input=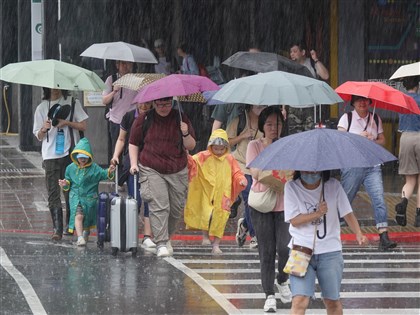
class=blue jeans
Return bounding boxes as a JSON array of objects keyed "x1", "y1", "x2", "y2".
[
  {"x1": 290, "y1": 252, "x2": 344, "y2": 301},
  {"x1": 341, "y1": 165, "x2": 388, "y2": 229},
  {"x1": 242, "y1": 174, "x2": 255, "y2": 237},
  {"x1": 127, "y1": 173, "x2": 149, "y2": 218}
]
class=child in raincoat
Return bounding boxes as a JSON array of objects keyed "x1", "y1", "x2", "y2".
[
  {"x1": 58, "y1": 138, "x2": 115, "y2": 246},
  {"x1": 184, "y1": 129, "x2": 247, "y2": 255}
]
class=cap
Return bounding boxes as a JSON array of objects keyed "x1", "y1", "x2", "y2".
[
  {"x1": 155, "y1": 38, "x2": 163, "y2": 48},
  {"x1": 76, "y1": 153, "x2": 89, "y2": 159}
]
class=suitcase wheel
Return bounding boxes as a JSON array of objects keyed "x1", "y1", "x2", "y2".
[
  {"x1": 131, "y1": 248, "x2": 137, "y2": 257},
  {"x1": 96, "y1": 241, "x2": 104, "y2": 250}
]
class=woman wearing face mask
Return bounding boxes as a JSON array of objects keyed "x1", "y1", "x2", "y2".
[
  {"x1": 226, "y1": 105, "x2": 266, "y2": 249},
  {"x1": 246, "y1": 106, "x2": 292, "y2": 312},
  {"x1": 284, "y1": 171, "x2": 368, "y2": 314}
]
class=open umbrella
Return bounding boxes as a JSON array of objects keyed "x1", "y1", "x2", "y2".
[
  {"x1": 222, "y1": 51, "x2": 312, "y2": 78},
  {"x1": 133, "y1": 74, "x2": 219, "y2": 103},
  {"x1": 80, "y1": 42, "x2": 158, "y2": 63},
  {"x1": 389, "y1": 61, "x2": 420, "y2": 80},
  {"x1": 0, "y1": 59, "x2": 106, "y2": 91},
  {"x1": 248, "y1": 128, "x2": 397, "y2": 172},
  {"x1": 335, "y1": 81, "x2": 420, "y2": 115},
  {"x1": 213, "y1": 71, "x2": 343, "y2": 107},
  {"x1": 112, "y1": 73, "x2": 165, "y2": 91}
]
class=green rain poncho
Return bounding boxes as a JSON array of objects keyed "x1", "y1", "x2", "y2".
[{"x1": 63, "y1": 138, "x2": 114, "y2": 232}]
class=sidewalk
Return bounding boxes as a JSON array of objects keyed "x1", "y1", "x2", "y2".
[{"x1": 0, "y1": 135, "x2": 420, "y2": 242}]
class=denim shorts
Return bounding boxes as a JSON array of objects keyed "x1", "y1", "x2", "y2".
[{"x1": 290, "y1": 251, "x2": 344, "y2": 301}]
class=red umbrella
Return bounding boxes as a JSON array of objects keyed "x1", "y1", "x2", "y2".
[{"x1": 335, "y1": 81, "x2": 420, "y2": 115}]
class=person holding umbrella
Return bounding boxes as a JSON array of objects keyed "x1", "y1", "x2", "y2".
[
  {"x1": 129, "y1": 97, "x2": 196, "y2": 257},
  {"x1": 33, "y1": 88, "x2": 88, "y2": 241},
  {"x1": 337, "y1": 95, "x2": 397, "y2": 251},
  {"x1": 395, "y1": 75, "x2": 420, "y2": 227},
  {"x1": 284, "y1": 170, "x2": 368, "y2": 315},
  {"x1": 102, "y1": 60, "x2": 137, "y2": 167},
  {"x1": 246, "y1": 106, "x2": 292, "y2": 312}
]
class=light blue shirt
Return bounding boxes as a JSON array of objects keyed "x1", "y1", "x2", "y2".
[{"x1": 398, "y1": 93, "x2": 420, "y2": 132}]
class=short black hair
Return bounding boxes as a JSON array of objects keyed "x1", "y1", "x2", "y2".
[
  {"x1": 42, "y1": 87, "x2": 70, "y2": 100},
  {"x1": 402, "y1": 75, "x2": 420, "y2": 90},
  {"x1": 258, "y1": 106, "x2": 284, "y2": 136},
  {"x1": 293, "y1": 170, "x2": 331, "y2": 183}
]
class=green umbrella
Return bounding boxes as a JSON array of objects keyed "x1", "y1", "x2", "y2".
[{"x1": 0, "y1": 59, "x2": 106, "y2": 91}]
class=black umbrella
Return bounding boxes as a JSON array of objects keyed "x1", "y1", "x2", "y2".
[{"x1": 222, "y1": 51, "x2": 313, "y2": 78}]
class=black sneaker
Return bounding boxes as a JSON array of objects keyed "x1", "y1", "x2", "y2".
[
  {"x1": 229, "y1": 198, "x2": 242, "y2": 219},
  {"x1": 395, "y1": 198, "x2": 408, "y2": 226}
]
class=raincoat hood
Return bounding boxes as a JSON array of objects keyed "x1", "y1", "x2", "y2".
[
  {"x1": 71, "y1": 138, "x2": 93, "y2": 167},
  {"x1": 207, "y1": 129, "x2": 230, "y2": 153}
]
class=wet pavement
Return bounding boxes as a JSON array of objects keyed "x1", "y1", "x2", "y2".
[{"x1": 0, "y1": 136, "x2": 420, "y2": 314}]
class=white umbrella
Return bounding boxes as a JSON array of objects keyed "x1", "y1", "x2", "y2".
[
  {"x1": 213, "y1": 71, "x2": 343, "y2": 107},
  {"x1": 80, "y1": 42, "x2": 158, "y2": 63},
  {"x1": 389, "y1": 61, "x2": 420, "y2": 80}
]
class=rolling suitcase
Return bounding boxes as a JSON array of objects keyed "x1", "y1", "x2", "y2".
[
  {"x1": 110, "y1": 170, "x2": 138, "y2": 257},
  {"x1": 96, "y1": 192, "x2": 116, "y2": 249}
]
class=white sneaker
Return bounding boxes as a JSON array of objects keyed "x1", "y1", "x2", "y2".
[
  {"x1": 76, "y1": 237, "x2": 86, "y2": 246},
  {"x1": 142, "y1": 237, "x2": 156, "y2": 248},
  {"x1": 166, "y1": 241, "x2": 174, "y2": 256},
  {"x1": 156, "y1": 246, "x2": 171, "y2": 257},
  {"x1": 249, "y1": 236, "x2": 258, "y2": 249},
  {"x1": 276, "y1": 281, "x2": 292, "y2": 303},
  {"x1": 264, "y1": 295, "x2": 277, "y2": 313},
  {"x1": 83, "y1": 230, "x2": 90, "y2": 243}
]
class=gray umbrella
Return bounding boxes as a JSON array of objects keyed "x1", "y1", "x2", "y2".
[
  {"x1": 248, "y1": 129, "x2": 397, "y2": 171},
  {"x1": 222, "y1": 51, "x2": 313, "y2": 78}
]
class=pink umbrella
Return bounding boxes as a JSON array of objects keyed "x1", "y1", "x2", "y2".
[{"x1": 133, "y1": 74, "x2": 219, "y2": 103}]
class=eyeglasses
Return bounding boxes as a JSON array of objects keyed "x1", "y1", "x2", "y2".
[{"x1": 155, "y1": 100, "x2": 172, "y2": 108}]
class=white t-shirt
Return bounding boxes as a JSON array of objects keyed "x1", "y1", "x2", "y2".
[
  {"x1": 33, "y1": 96, "x2": 89, "y2": 160},
  {"x1": 284, "y1": 178, "x2": 352, "y2": 254},
  {"x1": 338, "y1": 110, "x2": 384, "y2": 139}
]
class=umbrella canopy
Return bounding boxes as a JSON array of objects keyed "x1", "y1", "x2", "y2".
[
  {"x1": 112, "y1": 73, "x2": 165, "y2": 91},
  {"x1": 213, "y1": 71, "x2": 343, "y2": 107},
  {"x1": 222, "y1": 51, "x2": 312, "y2": 78},
  {"x1": 0, "y1": 59, "x2": 106, "y2": 91},
  {"x1": 248, "y1": 128, "x2": 397, "y2": 171},
  {"x1": 80, "y1": 42, "x2": 158, "y2": 63},
  {"x1": 335, "y1": 81, "x2": 420, "y2": 115},
  {"x1": 389, "y1": 61, "x2": 420, "y2": 80},
  {"x1": 133, "y1": 74, "x2": 219, "y2": 103}
]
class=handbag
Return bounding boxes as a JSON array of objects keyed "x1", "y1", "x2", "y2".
[
  {"x1": 283, "y1": 181, "x2": 324, "y2": 278},
  {"x1": 248, "y1": 189, "x2": 277, "y2": 213}
]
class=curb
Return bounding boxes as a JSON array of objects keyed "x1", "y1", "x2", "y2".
[{"x1": 0, "y1": 230, "x2": 420, "y2": 243}]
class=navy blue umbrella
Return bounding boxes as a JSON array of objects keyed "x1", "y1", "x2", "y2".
[{"x1": 248, "y1": 128, "x2": 397, "y2": 171}]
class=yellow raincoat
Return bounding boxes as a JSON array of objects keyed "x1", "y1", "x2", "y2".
[{"x1": 184, "y1": 129, "x2": 246, "y2": 238}]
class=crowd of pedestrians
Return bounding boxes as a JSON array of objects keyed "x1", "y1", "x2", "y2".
[{"x1": 33, "y1": 39, "x2": 420, "y2": 314}]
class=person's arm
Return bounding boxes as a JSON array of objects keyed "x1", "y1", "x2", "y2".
[
  {"x1": 110, "y1": 128, "x2": 127, "y2": 165},
  {"x1": 310, "y1": 49, "x2": 330, "y2": 80},
  {"x1": 211, "y1": 119, "x2": 223, "y2": 132},
  {"x1": 56, "y1": 119, "x2": 87, "y2": 131},
  {"x1": 128, "y1": 143, "x2": 139, "y2": 175},
  {"x1": 344, "y1": 212, "x2": 369, "y2": 245},
  {"x1": 181, "y1": 121, "x2": 196, "y2": 151}
]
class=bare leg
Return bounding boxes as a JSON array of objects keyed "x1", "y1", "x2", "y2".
[
  {"x1": 324, "y1": 299, "x2": 343, "y2": 315},
  {"x1": 211, "y1": 236, "x2": 223, "y2": 255},
  {"x1": 290, "y1": 295, "x2": 309, "y2": 315},
  {"x1": 74, "y1": 213, "x2": 83, "y2": 236},
  {"x1": 202, "y1": 231, "x2": 211, "y2": 245}
]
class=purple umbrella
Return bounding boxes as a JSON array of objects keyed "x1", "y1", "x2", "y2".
[
  {"x1": 133, "y1": 74, "x2": 219, "y2": 103},
  {"x1": 248, "y1": 128, "x2": 397, "y2": 172}
]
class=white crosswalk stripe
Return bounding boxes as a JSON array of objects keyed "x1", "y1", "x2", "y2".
[{"x1": 174, "y1": 244, "x2": 420, "y2": 315}]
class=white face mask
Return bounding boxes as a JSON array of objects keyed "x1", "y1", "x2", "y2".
[{"x1": 300, "y1": 172, "x2": 321, "y2": 185}]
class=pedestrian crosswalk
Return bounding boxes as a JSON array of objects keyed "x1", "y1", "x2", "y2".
[{"x1": 168, "y1": 244, "x2": 420, "y2": 315}]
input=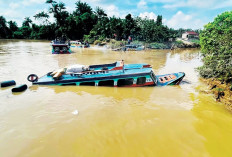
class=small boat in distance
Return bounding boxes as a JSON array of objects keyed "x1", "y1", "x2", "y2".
[
  {"x1": 28, "y1": 61, "x2": 185, "y2": 87},
  {"x1": 113, "y1": 44, "x2": 145, "y2": 51},
  {"x1": 51, "y1": 40, "x2": 72, "y2": 54}
]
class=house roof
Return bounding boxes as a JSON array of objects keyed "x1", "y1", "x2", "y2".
[{"x1": 185, "y1": 31, "x2": 198, "y2": 35}]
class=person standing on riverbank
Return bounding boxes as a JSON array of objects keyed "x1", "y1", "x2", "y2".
[{"x1": 128, "y1": 36, "x2": 132, "y2": 45}]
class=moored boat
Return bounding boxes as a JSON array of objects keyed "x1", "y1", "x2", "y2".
[
  {"x1": 28, "y1": 61, "x2": 185, "y2": 87},
  {"x1": 51, "y1": 42, "x2": 72, "y2": 54}
]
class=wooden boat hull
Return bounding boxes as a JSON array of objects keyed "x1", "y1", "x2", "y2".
[{"x1": 29, "y1": 63, "x2": 185, "y2": 87}]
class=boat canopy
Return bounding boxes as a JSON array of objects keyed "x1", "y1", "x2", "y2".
[{"x1": 66, "y1": 64, "x2": 87, "y2": 73}]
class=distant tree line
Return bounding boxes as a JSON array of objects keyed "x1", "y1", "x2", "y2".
[
  {"x1": 0, "y1": 0, "x2": 199, "y2": 42},
  {"x1": 199, "y1": 11, "x2": 232, "y2": 83}
]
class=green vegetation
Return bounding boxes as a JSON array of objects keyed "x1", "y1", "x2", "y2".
[
  {"x1": 199, "y1": 11, "x2": 232, "y2": 83},
  {"x1": 0, "y1": 0, "x2": 199, "y2": 43}
]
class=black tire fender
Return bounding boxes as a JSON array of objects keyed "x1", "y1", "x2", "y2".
[{"x1": 27, "y1": 74, "x2": 39, "y2": 82}]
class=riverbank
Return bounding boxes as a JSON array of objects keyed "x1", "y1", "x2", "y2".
[
  {"x1": 201, "y1": 78, "x2": 232, "y2": 112},
  {"x1": 93, "y1": 39, "x2": 200, "y2": 49}
]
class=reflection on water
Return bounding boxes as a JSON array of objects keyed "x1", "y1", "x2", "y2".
[{"x1": 0, "y1": 40, "x2": 232, "y2": 157}]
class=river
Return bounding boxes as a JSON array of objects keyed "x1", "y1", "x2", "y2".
[{"x1": 0, "y1": 40, "x2": 232, "y2": 157}]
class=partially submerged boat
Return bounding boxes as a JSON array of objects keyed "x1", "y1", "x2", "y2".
[
  {"x1": 28, "y1": 61, "x2": 185, "y2": 87},
  {"x1": 51, "y1": 42, "x2": 72, "y2": 54},
  {"x1": 70, "y1": 41, "x2": 84, "y2": 48},
  {"x1": 113, "y1": 44, "x2": 145, "y2": 51}
]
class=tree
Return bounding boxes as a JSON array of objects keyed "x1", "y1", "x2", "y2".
[
  {"x1": 0, "y1": 16, "x2": 8, "y2": 38},
  {"x1": 22, "y1": 17, "x2": 32, "y2": 27},
  {"x1": 34, "y1": 11, "x2": 49, "y2": 25},
  {"x1": 7, "y1": 21, "x2": 18, "y2": 38},
  {"x1": 156, "y1": 15, "x2": 162, "y2": 26},
  {"x1": 199, "y1": 11, "x2": 232, "y2": 81},
  {"x1": 74, "y1": 1, "x2": 93, "y2": 16}
]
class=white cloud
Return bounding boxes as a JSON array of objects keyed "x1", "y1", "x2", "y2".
[
  {"x1": 139, "y1": 12, "x2": 157, "y2": 20},
  {"x1": 165, "y1": 11, "x2": 204, "y2": 29},
  {"x1": 213, "y1": 0, "x2": 232, "y2": 9},
  {"x1": 163, "y1": 0, "x2": 229, "y2": 9},
  {"x1": 9, "y1": 3, "x2": 20, "y2": 9},
  {"x1": 137, "y1": 0, "x2": 148, "y2": 9},
  {"x1": 22, "y1": 0, "x2": 46, "y2": 6}
]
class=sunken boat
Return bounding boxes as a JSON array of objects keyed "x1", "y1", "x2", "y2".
[{"x1": 27, "y1": 61, "x2": 185, "y2": 87}]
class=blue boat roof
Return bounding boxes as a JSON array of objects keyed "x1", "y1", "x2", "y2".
[{"x1": 35, "y1": 62, "x2": 152, "y2": 82}]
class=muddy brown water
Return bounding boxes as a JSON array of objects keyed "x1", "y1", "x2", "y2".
[{"x1": 0, "y1": 40, "x2": 232, "y2": 157}]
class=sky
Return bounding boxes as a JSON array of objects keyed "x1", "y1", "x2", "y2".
[{"x1": 0, "y1": 0, "x2": 232, "y2": 29}]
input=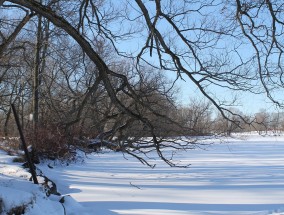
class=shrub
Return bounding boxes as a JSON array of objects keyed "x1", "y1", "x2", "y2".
[{"x1": 26, "y1": 127, "x2": 75, "y2": 160}]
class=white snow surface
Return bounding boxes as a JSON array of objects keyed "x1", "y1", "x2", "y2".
[{"x1": 0, "y1": 134, "x2": 284, "y2": 215}]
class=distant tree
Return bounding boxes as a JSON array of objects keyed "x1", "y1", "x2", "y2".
[{"x1": 0, "y1": 0, "x2": 284, "y2": 165}]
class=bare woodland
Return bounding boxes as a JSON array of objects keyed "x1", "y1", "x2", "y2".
[{"x1": 0, "y1": 0, "x2": 284, "y2": 165}]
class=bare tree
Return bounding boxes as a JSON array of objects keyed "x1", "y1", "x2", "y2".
[{"x1": 0, "y1": 0, "x2": 283, "y2": 165}]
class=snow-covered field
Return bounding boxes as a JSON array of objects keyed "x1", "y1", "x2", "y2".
[{"x1": 0, "y1": 135, "x2": 284, "y2": 215}]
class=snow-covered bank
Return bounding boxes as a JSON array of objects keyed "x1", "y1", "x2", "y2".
[
  {"x1": 39, "y1": 136, "x2": 284, "y2": 215},
  {"x1": 0, "y1": 151, "x2": 91, "y2": 215},
  {"x1": 0, "y1": 135, "x2": 284, "y2": 215}
]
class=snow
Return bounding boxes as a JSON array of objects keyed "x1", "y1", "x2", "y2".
[{"x1": 0, "y1": 134, "x2": 284, "y2": 215}]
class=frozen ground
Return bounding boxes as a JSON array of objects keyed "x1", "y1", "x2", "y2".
[
  {"x1": 39, "y1": 136, "x2": 284, "y2": 215},
  {"x1": 0, "y1": 135, "x2": 284, "y2": 215}
]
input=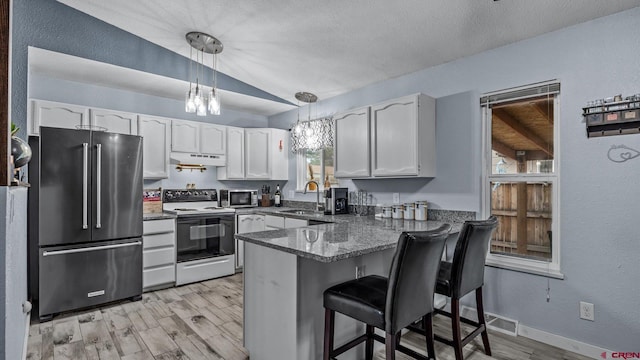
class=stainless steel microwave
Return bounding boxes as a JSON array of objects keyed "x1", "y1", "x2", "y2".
[{"x1": 220, "y1": 190, "x2": 258, "y2": 208}]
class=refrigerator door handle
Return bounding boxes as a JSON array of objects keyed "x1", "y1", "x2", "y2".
[
  {"x1": 82, "y1": 143, "x2": 89, "y2": 229},
  {"x1": 42, "y1": 241, "x2": 142, "y2": 256},
  {"x1": 96, "y1": 144, "x2": 102, "y2": 229}
]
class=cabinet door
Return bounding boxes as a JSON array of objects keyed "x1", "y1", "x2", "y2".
[
  {"x1": 200, "y1": 124, "x2": 227, "y2": 155},
  {"x1": 333, "y1": 107, "x2": 371, "y2": 178},
  {"x1": 269, "y1": 129, "x2": 291, "y2": 180},
  {"x1": 138, "y1": 115, "x2": 171, "y2": 179},
  {"x1": 371, "y1": 95, "x2": 418, "y2": 176},
  {"x1": 91, "y1": 109, "x2": 138, "y2": 135},
  {"x1": 264, "y1": 215, "x2": 284, "y2": 230},
  {"x1": 171, "y1": 120, "x2": 200, "y2": 153},
  {"x1": 245, "y1": 129, "x2": 271, "y2": 179},
  {"x1": 225, "y1": 127, "x2": 244, "y2": 179},
  {"x1": 29, "y1": 100, "x2": 89, "y2": 135}
]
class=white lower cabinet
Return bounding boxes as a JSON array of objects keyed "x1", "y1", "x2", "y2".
[
  {"x1": 142, "y1": 219, "x2": 176, "y2": 291},
  {"x1": 176, "y1": 255, "x2": 235, "y2": 285},
  {"x1": 236, "y1": 214, "x2": 265, "y2": 269}
]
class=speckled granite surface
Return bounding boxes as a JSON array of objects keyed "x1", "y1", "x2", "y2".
[
  {"x1": 236, "y1": 208, "x2": 462, "y2": 262},
  {"x1": 142, "y1": 213, "x2": 176, "y2": 221}
]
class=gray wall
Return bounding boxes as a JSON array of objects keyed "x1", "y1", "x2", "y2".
[
  {"x1": 28, "y1": 73, "x2": 283, "y2": 189},
  {"x1": 269, "y1": 8, "x2": 640, "y2": 351},
  {"x1": 11, "y1": 0, "x2": 288, "y2": 138},
  {"x1": 0, "y1": 187, "x2": 27, "y2": 359}
]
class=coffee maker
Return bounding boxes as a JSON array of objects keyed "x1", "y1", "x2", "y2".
[{"x1": 324, "y1": 188, "x2": 349, "y2": 215}]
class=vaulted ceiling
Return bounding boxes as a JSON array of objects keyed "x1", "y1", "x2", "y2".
[{"x1": 59, "y1": 0, "x2": 640, "y2": 114}]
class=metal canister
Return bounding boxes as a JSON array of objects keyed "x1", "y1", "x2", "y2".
[
  {"x1": 404, "y1": 203, "x2": 416, "y2": 220},
  {"x1": 416, "y1": 201, "x2": 427, "y2": 221},
  {"x1": 391, "y1": 205, "x2": 404, "y2": 219}
]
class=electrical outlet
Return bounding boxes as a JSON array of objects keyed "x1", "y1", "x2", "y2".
[{"x1": 580, "y1": 301, "x2": 594, "y2": 321}]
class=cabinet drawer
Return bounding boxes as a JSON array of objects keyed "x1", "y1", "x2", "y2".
[
  {"x1": 142, "y1": 219, "x2": 176, "y2": 235},
  {"x1": 176, "y1": 255, "x2": 236, "y2": 285},
  {"x1": 142, "y1": 265, "x2": 176, "y2": 288},
  {"x1": 142, "y1": 232, "x2": 176, "y2": 249},
  {"x1": 142, "y1": 247, "x2": 176, "y2": 269},
  {"x1": 264, "y1": 215, "x2": 284, "y2": 229}
]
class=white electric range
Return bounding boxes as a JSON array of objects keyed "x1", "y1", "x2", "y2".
[{"x1": 162, "y1": 189, "x2": 235, "y2": 285}]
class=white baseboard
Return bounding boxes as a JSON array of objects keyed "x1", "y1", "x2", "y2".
[{"x1": 518, "y1": 323, "x2": 611, "y2": 359}]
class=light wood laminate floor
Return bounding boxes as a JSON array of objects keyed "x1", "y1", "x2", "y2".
[{"x1": 27, "y1": 274, "x2": 587, "y2": 360}]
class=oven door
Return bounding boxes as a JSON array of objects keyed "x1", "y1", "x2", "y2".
[{"x1": 176, "y1": 214, "x2": 235, "y2": 262}]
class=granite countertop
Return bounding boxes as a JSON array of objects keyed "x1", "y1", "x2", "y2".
[
  {"x1": 142, "y1": 212, "x2": 177, "y2": 221},
  {"x1": 236, "y1": 208, "x2": 462, "y2": 262}
]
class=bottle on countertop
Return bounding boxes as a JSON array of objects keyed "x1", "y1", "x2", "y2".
[{"x1": 273, "y1": 184, "x2": 282, "y2": 207}]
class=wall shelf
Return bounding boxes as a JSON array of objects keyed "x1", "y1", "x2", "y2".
[{"x1": 582, "y1": 95, "x2": 640, "y2": 137}]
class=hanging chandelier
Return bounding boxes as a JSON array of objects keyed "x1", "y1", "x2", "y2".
[
  {"x1": 184, "y1": 31, "x2": 223, "y2": 116},
  {"x1": 291, "y1": 92, "x2": 333, "y2": 152}
]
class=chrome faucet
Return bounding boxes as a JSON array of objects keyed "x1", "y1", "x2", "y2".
[{"x1": 304, "y1": 180, "x2": 324, "y2": 211}]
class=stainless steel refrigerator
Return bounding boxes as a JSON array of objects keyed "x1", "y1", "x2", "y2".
[{"x1": 28, "y1": 127, "x2": 142, "y2": 320}]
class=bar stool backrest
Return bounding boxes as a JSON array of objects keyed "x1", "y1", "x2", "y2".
[{"x1": 385, "y1": 224, "x2": 451, "y2": 334}]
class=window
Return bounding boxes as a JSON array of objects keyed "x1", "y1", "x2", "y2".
[
  {"x1": 481, "y1": 82, "x2": 562, "y2": 277},
  {"x1": 297, "y1": 148, "x2": 338, "y2": 191}
]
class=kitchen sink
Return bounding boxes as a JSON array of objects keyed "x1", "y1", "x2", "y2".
[{"x1": 280, "y1": 209, "x2": 323, "y2": 215}]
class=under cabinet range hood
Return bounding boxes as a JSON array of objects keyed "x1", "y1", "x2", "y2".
[{"x1": 170, "y1": 152, "x2": 227, "y2": 166}]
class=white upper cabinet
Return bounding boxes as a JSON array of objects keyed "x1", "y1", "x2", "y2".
[
  {"x1": 138, "y1": 115, "x2": 171, "y2": 179},
  {"x1": 90, "y1": 109, "x2": 138, "y2": 135},
  {"x1": 171, "y1": 120, "x2": 200, "y2": 153},
  {"x1": 370, "y1": 94, "x2": 436, "y2": 177},
  {"x1": 244, "y1": 129, "x2": 272, "y2": 179},
  {"x1": 27, "y1": 100, "x2": 89, "y2": 135},
  {"x1": 218, "y1": 127, "x2": 244, "y2": 180},
  {"x1": 269, "y1": 129, "x2": 291, "y2": 180},
  {"x1": 200, "y1": 123, "x2": 227, "y2": 155},
  {"x1": 333, "y1": 106, "x2": 371, "y2": 178},
  {"x1": 218, "y1": 127, "x2": 289, "y2": 180}
]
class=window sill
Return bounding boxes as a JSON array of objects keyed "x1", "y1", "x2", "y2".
[{"x1": 485, "y1": 256, "x2": 564, "y2": 280}]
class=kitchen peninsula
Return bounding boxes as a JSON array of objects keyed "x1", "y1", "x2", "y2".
[{"x1": 236, "y1": 210, "x2": 464, "y2": 360}]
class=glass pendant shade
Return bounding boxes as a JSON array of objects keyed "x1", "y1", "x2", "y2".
[
  {"x1": 209, "y1": 88, "x2": 220, "y2": 115},
  {"x1": 184, "y1": 89, "x2": 196, "y2": 113},
  {"x1": 184, "y1": 31, "x2": 223, "y2": 116}
]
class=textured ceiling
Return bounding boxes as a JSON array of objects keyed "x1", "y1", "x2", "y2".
[{"x1": 59, "y1": 0, "x2": 640, "y2": 107}]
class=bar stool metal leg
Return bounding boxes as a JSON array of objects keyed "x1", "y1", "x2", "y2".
[
  {"x1": 476, "y1": 287, "x2": 491, "y2": 356},
  {"x1": 322, "y1": 309, "x2": 336, "y2": 360},
  {"x1": 422, "y1": 313, "x2": 436, "y2": 359},
  {"x1": 364, "y1": 325, "x2": 374, "y2": 360}
]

■ ■ ■ ■

Count the lines in the material above that contain the string "door", treating uppercase and lowercase as different. Reply with the number alone.

### [SOLUTION TO THIS EXERCISE]
3